## Goal
Set down each record exactly as written.

## Provided entries

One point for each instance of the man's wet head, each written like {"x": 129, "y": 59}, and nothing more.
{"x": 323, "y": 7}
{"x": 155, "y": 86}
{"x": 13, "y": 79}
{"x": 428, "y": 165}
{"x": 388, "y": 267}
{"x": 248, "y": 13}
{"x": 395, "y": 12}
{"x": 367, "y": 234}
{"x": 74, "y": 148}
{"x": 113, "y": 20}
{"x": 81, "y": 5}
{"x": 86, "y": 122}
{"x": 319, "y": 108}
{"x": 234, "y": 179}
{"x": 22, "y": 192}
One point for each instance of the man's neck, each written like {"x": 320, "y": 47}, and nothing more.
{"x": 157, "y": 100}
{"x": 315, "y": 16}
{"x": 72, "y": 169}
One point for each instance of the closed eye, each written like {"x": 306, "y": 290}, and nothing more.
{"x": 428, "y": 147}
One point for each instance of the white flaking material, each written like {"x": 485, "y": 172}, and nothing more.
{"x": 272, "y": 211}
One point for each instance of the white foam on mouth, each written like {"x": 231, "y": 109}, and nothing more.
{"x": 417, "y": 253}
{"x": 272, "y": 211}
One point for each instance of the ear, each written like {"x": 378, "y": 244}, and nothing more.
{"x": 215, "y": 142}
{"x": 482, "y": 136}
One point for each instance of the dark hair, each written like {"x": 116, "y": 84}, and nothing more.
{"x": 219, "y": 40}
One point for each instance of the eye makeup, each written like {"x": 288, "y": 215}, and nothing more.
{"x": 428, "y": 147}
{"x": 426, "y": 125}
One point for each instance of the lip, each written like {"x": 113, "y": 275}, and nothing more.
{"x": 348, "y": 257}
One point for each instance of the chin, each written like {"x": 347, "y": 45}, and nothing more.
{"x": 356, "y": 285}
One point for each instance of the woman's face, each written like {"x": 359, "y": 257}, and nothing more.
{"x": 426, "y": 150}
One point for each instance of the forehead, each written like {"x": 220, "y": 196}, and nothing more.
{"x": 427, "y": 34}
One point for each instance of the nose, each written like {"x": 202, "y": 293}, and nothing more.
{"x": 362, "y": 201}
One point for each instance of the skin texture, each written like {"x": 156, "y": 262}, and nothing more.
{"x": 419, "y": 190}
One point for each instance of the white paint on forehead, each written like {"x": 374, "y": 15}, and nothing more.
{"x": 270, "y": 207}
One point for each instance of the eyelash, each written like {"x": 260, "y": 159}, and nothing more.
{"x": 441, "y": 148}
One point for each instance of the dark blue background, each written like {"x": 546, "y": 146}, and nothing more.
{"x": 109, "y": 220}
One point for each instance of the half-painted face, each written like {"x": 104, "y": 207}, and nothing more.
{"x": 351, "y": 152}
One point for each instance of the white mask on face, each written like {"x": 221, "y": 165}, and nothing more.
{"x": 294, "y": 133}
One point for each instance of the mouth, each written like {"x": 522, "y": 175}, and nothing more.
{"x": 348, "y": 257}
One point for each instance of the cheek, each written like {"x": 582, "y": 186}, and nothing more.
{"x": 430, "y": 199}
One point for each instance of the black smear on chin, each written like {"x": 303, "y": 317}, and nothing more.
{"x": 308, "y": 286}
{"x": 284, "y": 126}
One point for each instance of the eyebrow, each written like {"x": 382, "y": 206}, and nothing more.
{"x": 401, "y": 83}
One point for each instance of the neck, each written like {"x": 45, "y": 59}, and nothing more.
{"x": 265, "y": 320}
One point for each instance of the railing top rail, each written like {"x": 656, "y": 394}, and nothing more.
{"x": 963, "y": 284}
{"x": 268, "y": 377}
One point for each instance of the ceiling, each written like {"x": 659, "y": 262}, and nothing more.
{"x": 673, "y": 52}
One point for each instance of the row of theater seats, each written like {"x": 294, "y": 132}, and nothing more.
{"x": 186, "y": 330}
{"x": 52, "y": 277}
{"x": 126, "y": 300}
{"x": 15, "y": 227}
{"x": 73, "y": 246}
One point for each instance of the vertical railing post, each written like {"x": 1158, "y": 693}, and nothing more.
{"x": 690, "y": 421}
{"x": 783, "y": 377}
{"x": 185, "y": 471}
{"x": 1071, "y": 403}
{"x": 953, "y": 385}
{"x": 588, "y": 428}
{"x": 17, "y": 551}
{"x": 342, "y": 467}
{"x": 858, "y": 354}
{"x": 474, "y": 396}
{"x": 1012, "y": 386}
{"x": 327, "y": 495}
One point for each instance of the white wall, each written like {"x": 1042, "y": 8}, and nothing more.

## The answer
One point for each instance of the man's wet head, each written like {"x": 129, "y": 59}, and nothing more.
{"x": 323, "y": 7}
{"x": 155, "y": 86}
{"x": 13, "y": 79}
{"x": 428, "y": 165}
{"x": 388, "y": 267}
{"x": 248, "y": 13}
{"x": 395, "y": 12}
{"x": 367, "y": 234}
{"x": 74, "y": 148}
{"x": 113, "y": 20}
{"x": 81, "y": 5}
{"x": 86, "y": 122}
{"x": 319, "y": 108}
{"x": 234, "y": 179}
{"x": 22, "y": 192}
One point for each instance of the man's neck, each written like {"x": 320, "y": 47}, and nothing more.
{"x": 157, "y": 100}
{"x": 315, "y": 16}
{"x": 72, "y": 169}
One point for each instance of the closed eye, each written like {"x": 306, "y": 290}, and nothing more.
{"x": 428, "y": 147}
One point for each instance of the white flaking material, each written like {"x": 485, "y": 172}, and nothing more.
{"x": 272, "y": 211}
One point for each instance of the white foam on mouth, each written like {"x": 231, "y": 109}, and nothing more.
{"x": 417, "y": 253}
{"x": 272, "y": 211}
One point for each instance of the ear, each written like {"x": 378, "y": 244}, and nothing more.
{"x": 215, "y": 142}
{"x": 482, "y": 136}
One point for each instance of the dark hair, each written like {"x": 116, "y": 84}, and nothing more.
{"x": 219, "y": 40}
One point for each instance of the eye makeup, each written like {"x": 288, "y": 215}, and nothing more.
{"x": 428, "y": 147}
{"x": 426, "y": 125}
One point for each instance of the lip, each written like {"x": 113, "y": 275}, and nothing more.
{"x": 348, "y": 257}
One point for each instance of the chin, each written like {"x": 347, "y": 45}, and nothing more.
{"x": 356, "y": 285}
One point for each instance of the woman's face, each written like {"x": 359, "y": 257}, and nothing more.
{"x": 426, "y": 150}
One point for each instance of the forehead, each written like {"x": 220, "y": 196}, and nothing more.
{"x": 427, "y": 34}
One point for each instance of the nose, each written like {"x": 202, "y": 293}, and nothing more.
{"x": 362, "y": 201}
One point for each instance of the skin texture, each written like {"x": 156, "y": 262}, and nothing more.
{"x": 419, "y": 190}
One point for each instance of the white paint on forehead, each written like {"x": 374, "y": 15}, and nothing more.
{"x": 270, "y": 207}
One point for each instance of the eyelash, each written like {"x": 260, "y": 159}, and nothing more.
{"x": 441, "y": 148}
One point for each instance of the dark blue background, each written like {"x": 546, "y": 146}, and nothing more.
{"x": 109, "y": 220}
One point for each instance of the half-painted face, each written like {"x": 104, "y": 207}, and nothing more.
{"x": 351, "y": 152}
One point for each instance of the white mask on face, each written like {"x": 221, "y": 165}, and nothing more.
{"x": 294, "y": 133}
One point for each instance of the mouth, each written like {"x": 522, "y": 175}, and nothing more.
{"x": 348, "y": 257}
One point for each instance of the cheek, each written like {"x": 582, "y": 186}, and nothing more.
{"x": 430, "y": 199}
One point for each instance of the black smear on chin, each written like {"x": 303, "y": 317}, and nothing more.
{"x": 308, "y": 286}
{"x": 284, "y": 126}
One point for each instance of the eyebrow, each written like {"x": 382, "y": 206}, and nothing more.
{"x": 401, "y": 83}
One point for each instance of the neck, each written like {"x": 45, "y": 59}, and nothing more.
{"x": 265, "y": 320}
One point for each instance of the railing top rail, each written like {"x": 656, "y": 394}, and nothing more.
{"x": 963, "y": 284}
{"x": 268, "y": 377}
One point for each instance of the ceiling, each written like {"x": 659, "y": 262}, and nothing more.
{"x": 673, "y": 52}
One point for each instance of the row of theater seats, each written like {"x": 294, "y": 132}, and nothing more.
{"x": 186, "y": 330}
{"x": 52, "y": 277}
{"x": 126, "y": 300}
{"x": 15, "y": 227}
{"x": 73, "y": 246}
One point for each instance of the vertical railing post, each written like {"x": 1158, "y": 693}, and nothing more.
{"x": 690, "y": 421}
{"x": 783, "y": 377}
{"x": 185, "y": 471}
{"x": 1071, "y": 403}
{"x": 953, "y": 385}
{"x": 588, "y": 428}
{"x": 17, "y": 551}
{"x": 342, "y": 467}
{"x": 858, "y": 354}
{"x": 474, "y": 396}
{"x": 1012, "y": 386}
{"x": 327, "y": 495}
One point for each instance of the white wall, each written like {"x": 1042, "y": 8}, and nothing more.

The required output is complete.